WHAT YOU ARE ASKED TO DO
Continue the summary of deep reinforcement learning research in wireless networks, picking up after its last sentence about the green mobile edge computing system model.

EXCERPT TO READ
===

Dynamic environment. In this system, users (UEs) move to different locations at each time, and may be served by different base stations (BSs) according to the adopted largest received power association criterion. The simulation results illustrate that the proposed distributed multi-agent DDQN solution adapts to UEs’ mobility.
3. Reconfigurable Intelligent Surface Assisted Multiuser MISO Systems Exploiting Deep Reinforcement Learning
RIS. They investigated the joint design of transmit beamforming at the BS and phase shifts at the reflecting reconfigurable intelligent surface (RIS) to maximize the sum rate of multiuser downlink multiple input single output (MISO) systems utilizing DRL, assuming that direct transmissions between the BS and the users are totally blocked.
DDPG framework. They use policy-based deep deterministic policy gradient (DDPG) derived from Markov decision process to address continuous beamforming matrix and phase shifts. Since the transmit beamforming matrix and the phase shifts are continuous, the performance of DDPG is better, in contrast to designs addressing the discrete action space.
Low complexity. The proposed DRL based algorithm has a very standard formulation and low complexity in implementation, without knowledge of explicit model of wireless environment and specific mathematical formulations. Such that it is very easy to be scaled to various system settings.
4. Towards Energy Efficient Resource Allocation: When Green Mobile Edge Computing Meets Multi-Agent Deep Reinforcement Learning
System model. The issue of MEC-empowered energy efficient resource allocation has not been well studied. They presented the system model for green mobile edge computing (MEC) scenarios and formulated the long-term average energy efficiency maximization problem.

===

COLLECTED MATERIAL

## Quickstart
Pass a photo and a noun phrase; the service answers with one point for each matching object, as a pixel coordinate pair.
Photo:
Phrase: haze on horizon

===

EXERCISE OUTPUT
PPO framework. They proposed a decentralized MADRL resource allocation algorithm for energy efficiency in green MEC. The algorithm adopted PPO framework which is novel in DRL. Compared to the three baseline methods (i.e., DQN, FP, and Random), their proposed algorithm achieved the best performance under different environment settings.
Robustness. They conducted extensive experiments to evaluate the effectiveness and robustness of their proposed algorithm.
5. A Two-Hops State-Aware Routing Strategy Based on Deep Reinforcement Learning for LEO Satellite Networks
DRL for LEO satellite networks. A two-hops state-aware routing strategy based on deep reinforcement learning (DRL-THSA) was proposed for LEO satellite networks. In DRL-THSA, each node collect link state information within two-hop neighbors and makes routing decisions based on the information. The link state information is interacted between nodes through Hello packets; therefore, the DRL-THSA discover the node failure event in time and change the next hop node.
Novel link state. A setup and update method of link state was proposed. The link state is divided into three levels, and the traffic forwarding strategy for each level is presented, which allows DRL-THSA to cope with link congestion.
6. Leveraging Deep Reinforcement Learning for Traffic Engineering: A Survey
DRL-based traffic engineering (TE). They present a comprehensive overview of DRL-based TE and the TE issues within the scope of the paper from three aspects, namely, routing optimization, congestion control, and resource management. Having distilled the major TE issues, they discuss the general procedure of formulating TE as a RL problem based on their analogy. Finally, they review fundamental DRL algorithms classified into three types, namely, value based, policy-based, and actor-critic. It is helpful for readers quickly to establish their understanding of DRL algorithm and the feasibility of DRL in TE issues.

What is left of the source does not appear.